▶ [DATA SECTION]:

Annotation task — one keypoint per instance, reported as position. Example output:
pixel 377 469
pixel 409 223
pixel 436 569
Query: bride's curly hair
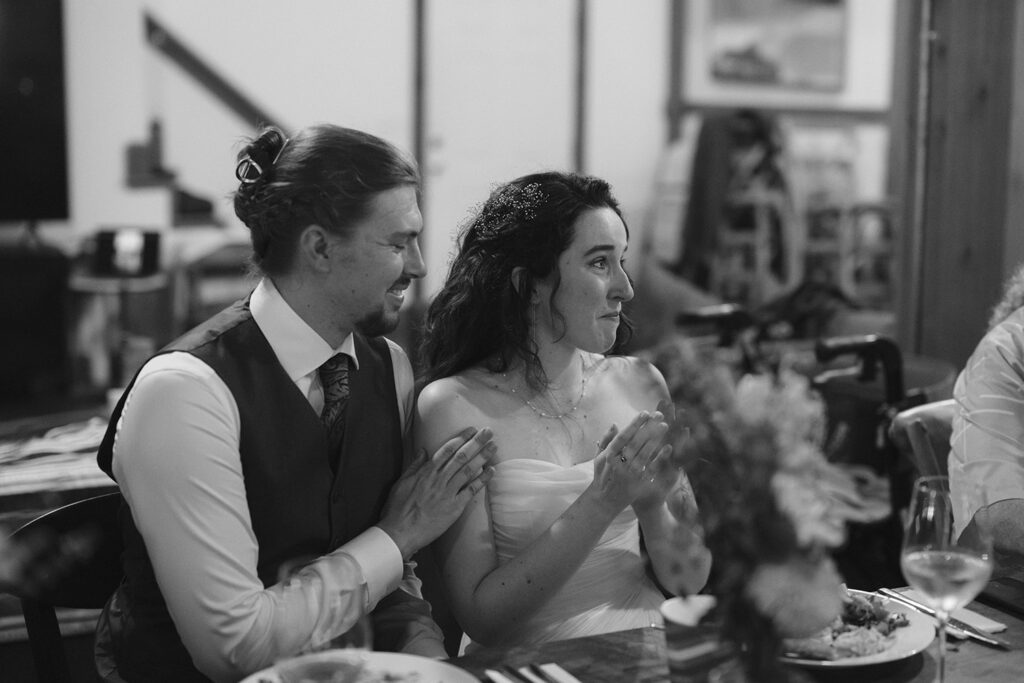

▶ [TASK REQUIREMENTS]:
Lay out each line of the entries above as a JSON list of strings, one string per line, with blank lines skipped and the pictures left out.

▶ [TASK ANSWER]:
[
  "Annotation task — one keypoint per instance, reported as position. Example output:",
  "pixel 377 469",
  "pixel 409 223",
  "pixel 436 569",
  "Query: bride's curly hair"
]